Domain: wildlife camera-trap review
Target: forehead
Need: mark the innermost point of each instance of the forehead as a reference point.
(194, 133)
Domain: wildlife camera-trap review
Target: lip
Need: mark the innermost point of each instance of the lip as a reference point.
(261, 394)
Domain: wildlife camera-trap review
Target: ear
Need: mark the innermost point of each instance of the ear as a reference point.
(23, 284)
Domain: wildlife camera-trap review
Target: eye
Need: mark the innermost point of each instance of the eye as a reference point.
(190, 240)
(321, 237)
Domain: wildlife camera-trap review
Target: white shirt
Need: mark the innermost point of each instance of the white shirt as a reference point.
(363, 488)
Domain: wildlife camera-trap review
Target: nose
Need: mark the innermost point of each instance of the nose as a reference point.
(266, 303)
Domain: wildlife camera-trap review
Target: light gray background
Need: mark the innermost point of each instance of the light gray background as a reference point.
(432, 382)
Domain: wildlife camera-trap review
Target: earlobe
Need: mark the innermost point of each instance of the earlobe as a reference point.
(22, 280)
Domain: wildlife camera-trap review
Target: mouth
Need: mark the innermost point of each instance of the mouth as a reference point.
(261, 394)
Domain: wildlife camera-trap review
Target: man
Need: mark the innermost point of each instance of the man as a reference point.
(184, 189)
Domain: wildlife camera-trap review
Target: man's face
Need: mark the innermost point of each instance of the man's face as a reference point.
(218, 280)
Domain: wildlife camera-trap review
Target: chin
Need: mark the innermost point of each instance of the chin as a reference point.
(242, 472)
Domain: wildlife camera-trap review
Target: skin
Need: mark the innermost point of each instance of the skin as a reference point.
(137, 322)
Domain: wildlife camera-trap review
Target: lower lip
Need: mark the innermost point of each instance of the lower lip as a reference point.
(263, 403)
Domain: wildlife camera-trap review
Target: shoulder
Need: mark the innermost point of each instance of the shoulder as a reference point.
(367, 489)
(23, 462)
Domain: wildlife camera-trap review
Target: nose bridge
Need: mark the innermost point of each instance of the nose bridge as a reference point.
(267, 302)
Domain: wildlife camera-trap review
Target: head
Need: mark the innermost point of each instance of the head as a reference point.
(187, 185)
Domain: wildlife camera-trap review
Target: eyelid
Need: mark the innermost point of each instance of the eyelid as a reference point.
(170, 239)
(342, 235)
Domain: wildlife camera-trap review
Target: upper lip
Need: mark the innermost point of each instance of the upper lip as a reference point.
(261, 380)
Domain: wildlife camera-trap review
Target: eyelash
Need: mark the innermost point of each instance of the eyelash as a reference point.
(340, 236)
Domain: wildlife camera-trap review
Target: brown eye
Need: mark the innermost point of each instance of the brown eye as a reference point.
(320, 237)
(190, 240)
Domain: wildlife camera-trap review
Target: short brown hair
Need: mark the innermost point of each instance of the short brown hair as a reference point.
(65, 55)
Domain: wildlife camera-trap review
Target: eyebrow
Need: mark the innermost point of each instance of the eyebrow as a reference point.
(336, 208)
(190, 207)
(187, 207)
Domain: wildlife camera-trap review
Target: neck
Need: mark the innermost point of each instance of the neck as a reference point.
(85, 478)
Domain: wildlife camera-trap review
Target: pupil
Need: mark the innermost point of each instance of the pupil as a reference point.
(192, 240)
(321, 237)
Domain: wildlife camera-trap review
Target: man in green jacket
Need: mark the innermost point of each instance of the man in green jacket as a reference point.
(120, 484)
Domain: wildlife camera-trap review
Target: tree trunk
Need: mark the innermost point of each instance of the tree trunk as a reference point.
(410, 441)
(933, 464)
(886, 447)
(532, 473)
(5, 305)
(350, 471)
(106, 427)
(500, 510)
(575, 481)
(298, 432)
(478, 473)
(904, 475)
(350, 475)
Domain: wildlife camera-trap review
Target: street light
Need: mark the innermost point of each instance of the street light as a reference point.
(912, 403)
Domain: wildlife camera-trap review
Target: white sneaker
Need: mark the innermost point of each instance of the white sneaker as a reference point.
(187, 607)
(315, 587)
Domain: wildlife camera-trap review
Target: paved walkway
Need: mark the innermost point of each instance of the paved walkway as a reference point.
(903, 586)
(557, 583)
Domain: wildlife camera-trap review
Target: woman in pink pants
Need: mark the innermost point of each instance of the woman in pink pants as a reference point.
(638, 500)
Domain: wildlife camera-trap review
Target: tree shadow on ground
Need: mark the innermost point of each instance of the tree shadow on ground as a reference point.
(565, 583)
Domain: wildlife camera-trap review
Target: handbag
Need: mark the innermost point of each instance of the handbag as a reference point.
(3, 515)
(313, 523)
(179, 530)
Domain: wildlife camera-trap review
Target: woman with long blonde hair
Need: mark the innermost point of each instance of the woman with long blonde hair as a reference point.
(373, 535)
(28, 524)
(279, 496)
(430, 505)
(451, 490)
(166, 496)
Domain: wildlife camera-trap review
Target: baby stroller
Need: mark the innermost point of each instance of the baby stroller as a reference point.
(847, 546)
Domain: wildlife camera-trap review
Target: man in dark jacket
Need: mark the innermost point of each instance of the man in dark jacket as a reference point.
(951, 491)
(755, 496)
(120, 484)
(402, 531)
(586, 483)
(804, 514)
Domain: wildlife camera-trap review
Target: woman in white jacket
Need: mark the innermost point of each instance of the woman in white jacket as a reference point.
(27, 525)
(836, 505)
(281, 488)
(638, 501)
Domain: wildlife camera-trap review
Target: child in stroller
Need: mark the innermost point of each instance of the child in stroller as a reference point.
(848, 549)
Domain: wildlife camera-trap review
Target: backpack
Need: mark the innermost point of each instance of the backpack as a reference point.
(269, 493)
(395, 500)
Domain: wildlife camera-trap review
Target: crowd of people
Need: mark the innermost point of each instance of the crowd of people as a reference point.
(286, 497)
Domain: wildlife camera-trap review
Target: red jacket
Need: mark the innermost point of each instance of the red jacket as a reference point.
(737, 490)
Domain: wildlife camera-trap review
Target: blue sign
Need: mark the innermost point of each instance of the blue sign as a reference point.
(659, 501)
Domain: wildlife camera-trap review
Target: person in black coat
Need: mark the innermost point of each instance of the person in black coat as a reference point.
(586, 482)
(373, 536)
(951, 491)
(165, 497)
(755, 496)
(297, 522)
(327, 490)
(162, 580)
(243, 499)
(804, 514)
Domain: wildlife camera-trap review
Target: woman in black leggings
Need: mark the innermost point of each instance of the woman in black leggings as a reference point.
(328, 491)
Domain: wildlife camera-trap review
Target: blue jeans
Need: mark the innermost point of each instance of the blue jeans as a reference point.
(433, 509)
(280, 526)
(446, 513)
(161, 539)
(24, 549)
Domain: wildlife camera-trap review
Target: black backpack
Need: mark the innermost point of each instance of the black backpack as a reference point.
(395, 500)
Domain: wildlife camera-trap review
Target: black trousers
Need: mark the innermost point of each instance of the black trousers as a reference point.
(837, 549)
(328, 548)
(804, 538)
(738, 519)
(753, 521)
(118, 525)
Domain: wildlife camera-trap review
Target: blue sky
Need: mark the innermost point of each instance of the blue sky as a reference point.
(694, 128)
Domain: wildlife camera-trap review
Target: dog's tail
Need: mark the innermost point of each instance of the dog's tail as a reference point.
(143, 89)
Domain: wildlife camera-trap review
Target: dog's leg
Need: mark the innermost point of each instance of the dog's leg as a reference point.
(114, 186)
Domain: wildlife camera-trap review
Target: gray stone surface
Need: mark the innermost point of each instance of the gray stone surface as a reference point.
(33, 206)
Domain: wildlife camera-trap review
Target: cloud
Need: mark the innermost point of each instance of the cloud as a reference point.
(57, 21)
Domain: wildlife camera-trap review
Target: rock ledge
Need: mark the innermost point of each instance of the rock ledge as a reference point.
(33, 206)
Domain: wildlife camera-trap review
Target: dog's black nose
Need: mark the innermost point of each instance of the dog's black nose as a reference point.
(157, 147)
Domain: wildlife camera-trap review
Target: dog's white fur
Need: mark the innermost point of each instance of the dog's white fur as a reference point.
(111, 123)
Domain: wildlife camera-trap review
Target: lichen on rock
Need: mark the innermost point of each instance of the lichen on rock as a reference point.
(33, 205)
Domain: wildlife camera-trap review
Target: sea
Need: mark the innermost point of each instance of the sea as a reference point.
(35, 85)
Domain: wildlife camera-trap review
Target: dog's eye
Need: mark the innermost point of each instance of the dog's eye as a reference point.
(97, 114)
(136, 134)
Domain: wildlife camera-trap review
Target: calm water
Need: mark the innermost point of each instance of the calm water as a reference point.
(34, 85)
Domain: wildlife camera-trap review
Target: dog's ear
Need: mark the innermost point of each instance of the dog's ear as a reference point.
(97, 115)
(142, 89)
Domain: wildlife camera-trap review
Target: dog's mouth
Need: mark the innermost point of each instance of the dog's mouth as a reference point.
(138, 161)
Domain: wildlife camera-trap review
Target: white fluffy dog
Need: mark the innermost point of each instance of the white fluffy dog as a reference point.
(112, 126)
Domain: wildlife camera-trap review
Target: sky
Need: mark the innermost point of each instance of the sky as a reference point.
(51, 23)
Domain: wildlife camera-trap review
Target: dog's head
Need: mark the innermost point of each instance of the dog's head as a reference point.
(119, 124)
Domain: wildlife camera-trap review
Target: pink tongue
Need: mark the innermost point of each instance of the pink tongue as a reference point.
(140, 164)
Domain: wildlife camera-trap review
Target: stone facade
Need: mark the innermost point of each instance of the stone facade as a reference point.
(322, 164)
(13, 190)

TASK TO CARRY OUT:
Count the lines in the material above that contain the string "blue". Reply with the number alone.

SOLUTION TO THIS PROBLEM:
6